→ **What you will do**:
1. Answer these questions from the jute packaging notice:
(a) In what year was the Act on compulsory jute packaging passed?
(b) What minimum share of sugar production is reserved for jute packaging?
(c) Which department may allow a dilution of up to 10% for foodgrains?
2. Carry on the jute packaging notice from the point where it stops.

→ **Document segment**:
-=-=-

Under the Jute Packaging Materials (Compulsory use in Packing Commodities) Act, 1987 (JPM Act), the Government is required to consider and provide for the compulsory use of jute packaging material in the supply and distribution of certain commodities in the interest of production of raw jute and jute packaging material and of persons engaged in the production thereof and for matters connected therewith.

In pursuance of the JPM Act, the Government has decided that the following:-

1)   The following commodities may be reserved for jute packaging for the Jute Year 2015-16 (1st July, 2015 to 30th June, 2016), to the extent mentioned below:

Commodity

Minimum percentage to  be reserved for packaging in Jute

Foodgrains

*90% of the production

Sugar

20% of the production



*With the stipulation that in the first instance, the indents for the whole requirement would be placed for jute bags and in case jute mills would not be able to provide jute bags as per requisition, then a dilution upto 10% would be permissible by the Department of Food & Public Distribution.

-=-=-

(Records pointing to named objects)
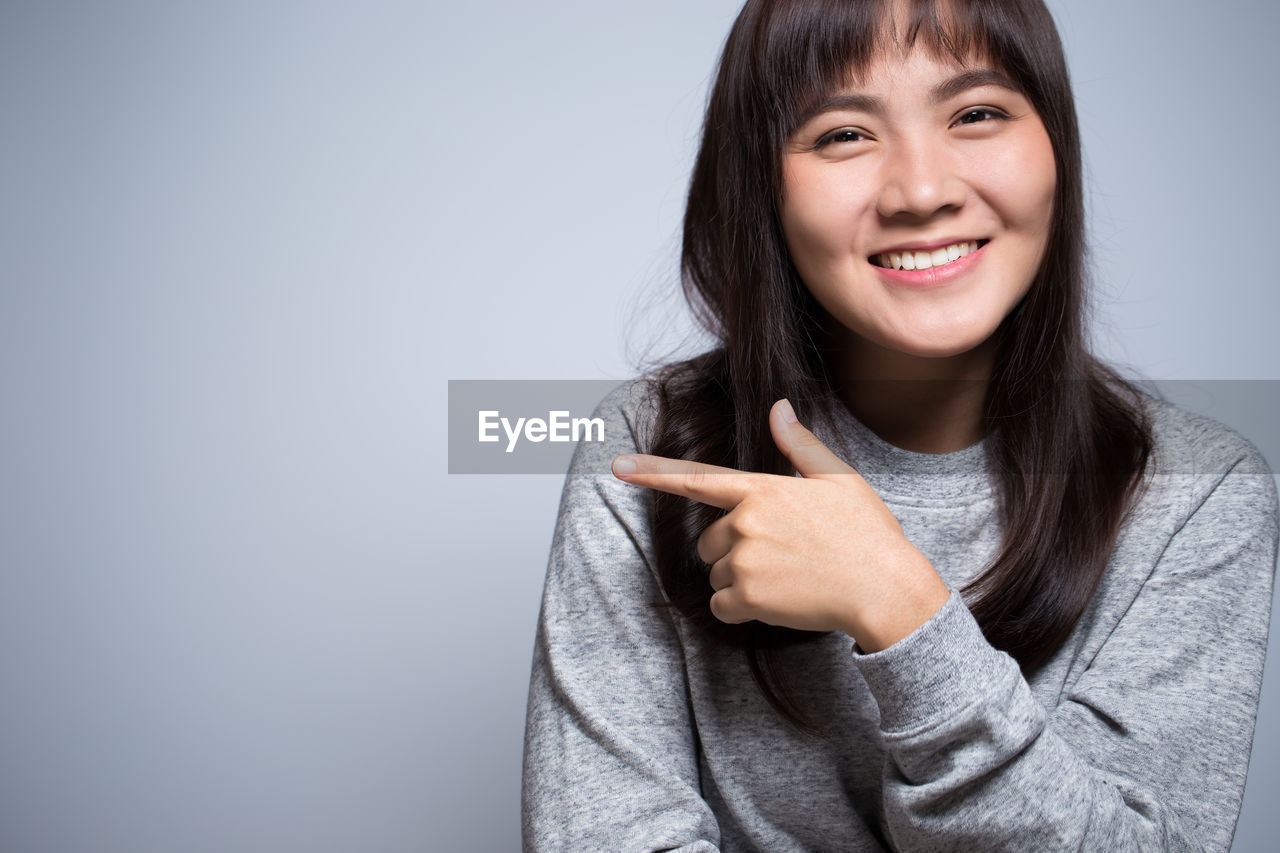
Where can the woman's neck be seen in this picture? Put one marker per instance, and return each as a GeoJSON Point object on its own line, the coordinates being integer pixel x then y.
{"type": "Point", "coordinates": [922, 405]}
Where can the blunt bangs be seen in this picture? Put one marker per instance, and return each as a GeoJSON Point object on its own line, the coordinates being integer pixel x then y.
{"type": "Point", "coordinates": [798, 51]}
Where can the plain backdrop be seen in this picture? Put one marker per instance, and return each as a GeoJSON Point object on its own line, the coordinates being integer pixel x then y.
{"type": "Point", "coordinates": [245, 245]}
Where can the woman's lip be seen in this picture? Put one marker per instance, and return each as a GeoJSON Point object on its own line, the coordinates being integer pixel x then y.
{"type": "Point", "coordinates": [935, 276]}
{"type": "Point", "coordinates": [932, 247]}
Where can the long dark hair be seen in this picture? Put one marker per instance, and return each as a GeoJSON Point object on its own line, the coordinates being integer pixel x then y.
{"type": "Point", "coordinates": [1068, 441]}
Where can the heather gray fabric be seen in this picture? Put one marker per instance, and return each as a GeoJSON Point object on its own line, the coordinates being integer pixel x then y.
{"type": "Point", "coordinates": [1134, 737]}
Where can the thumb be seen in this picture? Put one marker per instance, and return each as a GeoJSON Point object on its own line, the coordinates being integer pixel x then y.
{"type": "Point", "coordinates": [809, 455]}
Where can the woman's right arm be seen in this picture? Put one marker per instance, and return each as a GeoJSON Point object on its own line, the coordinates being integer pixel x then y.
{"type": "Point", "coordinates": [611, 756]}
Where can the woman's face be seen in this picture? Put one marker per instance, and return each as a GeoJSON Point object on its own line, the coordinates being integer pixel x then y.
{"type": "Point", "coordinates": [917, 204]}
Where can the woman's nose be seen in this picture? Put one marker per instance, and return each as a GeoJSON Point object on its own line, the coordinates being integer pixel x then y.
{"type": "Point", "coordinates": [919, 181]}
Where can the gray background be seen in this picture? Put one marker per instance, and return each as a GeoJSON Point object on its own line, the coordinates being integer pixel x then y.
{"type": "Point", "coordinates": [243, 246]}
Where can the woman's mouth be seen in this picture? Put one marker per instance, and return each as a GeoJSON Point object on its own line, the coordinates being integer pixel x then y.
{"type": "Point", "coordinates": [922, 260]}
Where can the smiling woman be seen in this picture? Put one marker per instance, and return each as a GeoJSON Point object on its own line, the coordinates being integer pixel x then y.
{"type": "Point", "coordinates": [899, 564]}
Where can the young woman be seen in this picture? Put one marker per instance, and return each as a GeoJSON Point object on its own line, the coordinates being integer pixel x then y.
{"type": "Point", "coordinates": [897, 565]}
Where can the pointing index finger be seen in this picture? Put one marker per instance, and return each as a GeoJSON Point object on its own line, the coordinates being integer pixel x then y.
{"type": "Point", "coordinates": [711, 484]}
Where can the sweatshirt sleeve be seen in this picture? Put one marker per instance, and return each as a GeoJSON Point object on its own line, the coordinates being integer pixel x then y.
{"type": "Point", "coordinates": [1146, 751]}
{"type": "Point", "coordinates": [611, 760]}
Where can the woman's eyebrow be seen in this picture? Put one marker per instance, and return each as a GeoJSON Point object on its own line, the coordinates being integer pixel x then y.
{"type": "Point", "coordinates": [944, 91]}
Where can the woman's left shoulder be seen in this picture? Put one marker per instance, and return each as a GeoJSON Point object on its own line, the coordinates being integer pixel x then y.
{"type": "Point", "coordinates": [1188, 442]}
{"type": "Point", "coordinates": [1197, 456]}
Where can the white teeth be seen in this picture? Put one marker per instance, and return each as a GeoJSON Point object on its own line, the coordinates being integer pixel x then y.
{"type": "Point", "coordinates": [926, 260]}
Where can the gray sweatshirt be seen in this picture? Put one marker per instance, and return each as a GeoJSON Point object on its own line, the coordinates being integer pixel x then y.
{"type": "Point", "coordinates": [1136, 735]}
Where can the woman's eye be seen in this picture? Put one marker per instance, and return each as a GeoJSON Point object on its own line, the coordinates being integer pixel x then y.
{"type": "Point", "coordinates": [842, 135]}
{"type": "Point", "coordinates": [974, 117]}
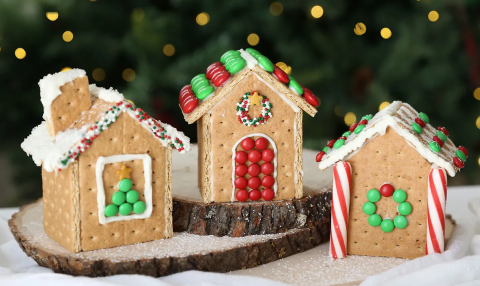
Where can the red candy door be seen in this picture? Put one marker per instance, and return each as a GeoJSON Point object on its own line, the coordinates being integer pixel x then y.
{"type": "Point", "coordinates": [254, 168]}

-=-=-

→ **Results by task**:
1.
(a) 1987
(b) 20% of the production
(c) The Department of Food & Public Distribution

2.
2)   Sugar packed for export but which could not be exported, sugar fortified with vitamins, packing for export of commodities, consumer packs of 10 kgs and below for foodgrains and 25 kgs and below for sugar and bulk packing of more than 100 kgs may be exempted from the reservation order under JPM Act. Further, Ministry of Textiles may relax the provisions for reservation upto a maximum of 30% of the foodgrains, over and above the norms prescribed.

3)   Consumer packs of quantity of above 10 kgs and upto 25 kgs for packing of foodgrains should be done in jute bags for distribution of foodgrains under Foodgrains Security Act subject to such bags being cost competitive as compared to HDPE/PP bags factoring in the subsidy/reimbursement provided by Government of India for packing of foodgrains.

4)   With a view to reducing the cost of jute bags all future orders of the Government shall be for lighter weight bags of 580 and 600 gms subject to conformity with relevant BIS standards.